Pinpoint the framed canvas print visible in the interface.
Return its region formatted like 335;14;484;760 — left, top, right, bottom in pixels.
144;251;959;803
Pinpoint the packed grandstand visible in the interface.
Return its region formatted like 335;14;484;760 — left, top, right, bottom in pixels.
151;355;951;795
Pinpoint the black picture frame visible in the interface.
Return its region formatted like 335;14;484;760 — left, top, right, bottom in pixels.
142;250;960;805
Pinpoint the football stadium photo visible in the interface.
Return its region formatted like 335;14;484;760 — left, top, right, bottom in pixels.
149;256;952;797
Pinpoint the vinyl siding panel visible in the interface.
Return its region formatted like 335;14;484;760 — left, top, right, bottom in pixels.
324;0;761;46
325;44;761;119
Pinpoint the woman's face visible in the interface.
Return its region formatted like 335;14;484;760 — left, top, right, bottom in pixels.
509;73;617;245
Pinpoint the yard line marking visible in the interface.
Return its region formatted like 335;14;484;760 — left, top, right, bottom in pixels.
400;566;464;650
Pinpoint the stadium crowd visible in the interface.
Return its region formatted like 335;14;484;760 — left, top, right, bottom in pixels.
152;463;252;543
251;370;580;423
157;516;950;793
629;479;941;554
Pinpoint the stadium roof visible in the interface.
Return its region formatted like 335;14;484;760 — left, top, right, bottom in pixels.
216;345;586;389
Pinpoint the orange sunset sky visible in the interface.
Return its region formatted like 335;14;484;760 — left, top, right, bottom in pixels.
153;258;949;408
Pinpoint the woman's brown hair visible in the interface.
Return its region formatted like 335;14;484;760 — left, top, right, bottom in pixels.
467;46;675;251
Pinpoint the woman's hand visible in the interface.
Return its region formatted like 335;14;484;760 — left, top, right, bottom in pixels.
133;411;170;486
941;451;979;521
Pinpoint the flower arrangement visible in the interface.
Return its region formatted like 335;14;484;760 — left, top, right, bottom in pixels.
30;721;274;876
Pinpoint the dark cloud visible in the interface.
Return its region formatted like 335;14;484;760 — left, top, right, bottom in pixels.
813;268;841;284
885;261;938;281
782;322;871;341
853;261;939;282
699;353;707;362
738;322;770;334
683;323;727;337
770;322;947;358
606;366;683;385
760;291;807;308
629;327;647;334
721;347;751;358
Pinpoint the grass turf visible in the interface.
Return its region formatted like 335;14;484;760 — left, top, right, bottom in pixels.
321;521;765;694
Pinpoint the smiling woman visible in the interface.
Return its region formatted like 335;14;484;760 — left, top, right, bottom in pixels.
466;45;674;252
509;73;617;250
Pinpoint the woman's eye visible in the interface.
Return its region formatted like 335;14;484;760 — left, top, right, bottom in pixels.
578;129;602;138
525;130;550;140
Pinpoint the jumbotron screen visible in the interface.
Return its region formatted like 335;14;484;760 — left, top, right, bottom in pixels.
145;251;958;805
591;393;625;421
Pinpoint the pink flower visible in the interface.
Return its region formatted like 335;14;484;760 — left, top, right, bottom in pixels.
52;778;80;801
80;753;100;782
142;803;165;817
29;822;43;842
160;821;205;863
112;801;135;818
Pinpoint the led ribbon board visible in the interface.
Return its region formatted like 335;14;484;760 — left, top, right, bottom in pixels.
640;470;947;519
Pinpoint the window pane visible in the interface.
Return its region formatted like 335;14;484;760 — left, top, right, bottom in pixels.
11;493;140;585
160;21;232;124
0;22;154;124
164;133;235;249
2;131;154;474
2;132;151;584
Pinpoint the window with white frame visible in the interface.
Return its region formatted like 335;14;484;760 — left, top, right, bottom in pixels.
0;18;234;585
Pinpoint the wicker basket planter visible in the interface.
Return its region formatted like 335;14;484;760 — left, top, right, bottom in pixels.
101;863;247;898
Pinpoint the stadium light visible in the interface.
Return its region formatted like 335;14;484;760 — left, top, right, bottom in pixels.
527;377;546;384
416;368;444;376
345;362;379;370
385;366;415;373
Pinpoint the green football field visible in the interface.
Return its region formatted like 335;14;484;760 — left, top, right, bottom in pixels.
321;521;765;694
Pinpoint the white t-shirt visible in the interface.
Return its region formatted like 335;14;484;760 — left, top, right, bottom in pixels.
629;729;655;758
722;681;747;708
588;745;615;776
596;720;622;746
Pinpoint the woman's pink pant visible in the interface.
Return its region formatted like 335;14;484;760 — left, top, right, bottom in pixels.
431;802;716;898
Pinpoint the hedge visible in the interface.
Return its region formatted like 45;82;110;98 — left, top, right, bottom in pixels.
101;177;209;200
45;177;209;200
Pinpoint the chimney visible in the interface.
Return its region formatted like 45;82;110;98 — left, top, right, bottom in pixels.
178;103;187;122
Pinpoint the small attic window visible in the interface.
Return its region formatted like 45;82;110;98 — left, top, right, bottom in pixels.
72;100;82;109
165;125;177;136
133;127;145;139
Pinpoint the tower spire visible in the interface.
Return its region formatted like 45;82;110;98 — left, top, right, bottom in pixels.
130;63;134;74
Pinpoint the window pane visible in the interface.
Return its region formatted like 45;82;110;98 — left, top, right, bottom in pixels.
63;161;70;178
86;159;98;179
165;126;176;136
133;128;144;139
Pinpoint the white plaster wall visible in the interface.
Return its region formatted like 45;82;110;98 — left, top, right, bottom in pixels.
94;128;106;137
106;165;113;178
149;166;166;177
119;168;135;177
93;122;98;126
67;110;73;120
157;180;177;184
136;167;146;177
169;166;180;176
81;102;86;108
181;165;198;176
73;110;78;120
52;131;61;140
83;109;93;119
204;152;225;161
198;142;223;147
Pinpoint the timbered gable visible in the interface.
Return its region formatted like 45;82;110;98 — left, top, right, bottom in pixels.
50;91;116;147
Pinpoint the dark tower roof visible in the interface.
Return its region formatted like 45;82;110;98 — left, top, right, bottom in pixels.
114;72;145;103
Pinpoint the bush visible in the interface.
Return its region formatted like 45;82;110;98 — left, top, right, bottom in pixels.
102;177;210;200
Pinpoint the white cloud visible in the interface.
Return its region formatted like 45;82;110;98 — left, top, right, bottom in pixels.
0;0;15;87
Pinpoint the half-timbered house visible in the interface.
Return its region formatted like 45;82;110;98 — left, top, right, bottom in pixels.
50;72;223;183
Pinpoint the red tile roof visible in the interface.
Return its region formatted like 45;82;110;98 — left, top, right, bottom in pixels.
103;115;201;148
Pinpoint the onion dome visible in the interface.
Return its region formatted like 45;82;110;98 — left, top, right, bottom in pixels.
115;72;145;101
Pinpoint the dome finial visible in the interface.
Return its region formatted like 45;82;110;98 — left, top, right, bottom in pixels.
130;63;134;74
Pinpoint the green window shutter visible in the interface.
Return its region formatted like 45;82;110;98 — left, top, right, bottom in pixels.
■ ■ ■ ■
YOUR OBJECTIVE:
Take every line from the data that includes the word "dark".

SOLUTION FOR THIS EXERCISE:
Pinpoint the dark cloud visible in the interface.
Pinpoint the dark tower roof visible in the interface.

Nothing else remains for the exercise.